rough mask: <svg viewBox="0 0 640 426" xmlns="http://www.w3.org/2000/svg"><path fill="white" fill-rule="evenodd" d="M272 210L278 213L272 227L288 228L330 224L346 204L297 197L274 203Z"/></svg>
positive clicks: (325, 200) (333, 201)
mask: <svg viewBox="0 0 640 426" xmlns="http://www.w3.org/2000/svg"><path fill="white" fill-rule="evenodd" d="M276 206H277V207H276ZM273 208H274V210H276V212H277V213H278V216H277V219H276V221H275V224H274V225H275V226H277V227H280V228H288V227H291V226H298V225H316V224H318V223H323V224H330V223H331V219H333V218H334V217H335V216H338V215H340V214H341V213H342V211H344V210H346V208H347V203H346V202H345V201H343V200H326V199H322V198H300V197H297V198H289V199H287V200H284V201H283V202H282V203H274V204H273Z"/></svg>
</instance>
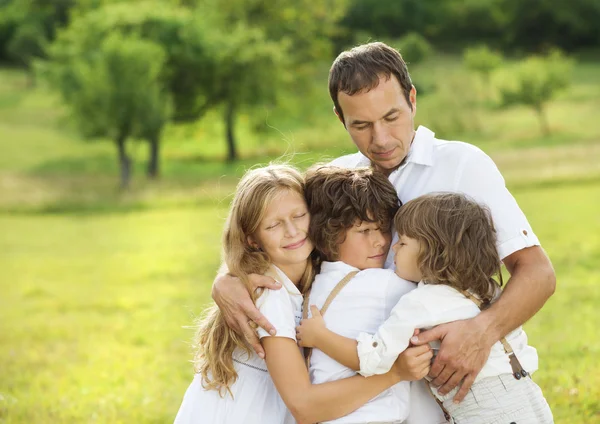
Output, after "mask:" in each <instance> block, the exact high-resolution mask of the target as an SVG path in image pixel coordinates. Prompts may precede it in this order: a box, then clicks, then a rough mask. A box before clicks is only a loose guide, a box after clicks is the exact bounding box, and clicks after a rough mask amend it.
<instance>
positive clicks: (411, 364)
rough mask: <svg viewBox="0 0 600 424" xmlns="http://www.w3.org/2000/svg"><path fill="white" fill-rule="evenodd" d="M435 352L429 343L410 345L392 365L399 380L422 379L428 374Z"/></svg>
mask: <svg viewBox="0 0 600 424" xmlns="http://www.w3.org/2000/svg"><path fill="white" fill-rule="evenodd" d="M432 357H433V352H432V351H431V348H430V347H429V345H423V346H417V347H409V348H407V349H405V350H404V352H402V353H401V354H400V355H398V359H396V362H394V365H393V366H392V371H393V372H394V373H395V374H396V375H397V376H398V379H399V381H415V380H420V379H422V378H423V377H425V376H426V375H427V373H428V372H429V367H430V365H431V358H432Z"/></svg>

--

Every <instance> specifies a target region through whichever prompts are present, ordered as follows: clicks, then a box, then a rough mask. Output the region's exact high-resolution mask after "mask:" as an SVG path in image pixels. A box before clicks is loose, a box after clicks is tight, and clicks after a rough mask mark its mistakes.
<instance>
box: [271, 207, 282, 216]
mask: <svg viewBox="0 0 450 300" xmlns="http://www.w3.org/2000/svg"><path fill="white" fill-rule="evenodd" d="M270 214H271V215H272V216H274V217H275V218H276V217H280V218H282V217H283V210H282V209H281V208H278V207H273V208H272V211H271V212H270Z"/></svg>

_Exercise requirements:_
Rewrite the part of the material that opens with the line containing "</instance>" and closes with the line containing "positive clicks: (411, 364)", replacing "rough mask" with "coarse mask" and changing nothing else. Leave the picture out of your answer.

_Answer to the exercise:_
</instance>
Output, after "mask:" in each <instance> block, the exact high-resolution mask of the target as an SVG path in image pixel coordinates. Prompts may precede it in this order: a box, then clicks, then a coarse mask. A box before clicks is only a loose guide, a box after clicks is the exact bounding box, and clicks after a coarse mask amend it.
<instance>
positive clicks: (411, 364)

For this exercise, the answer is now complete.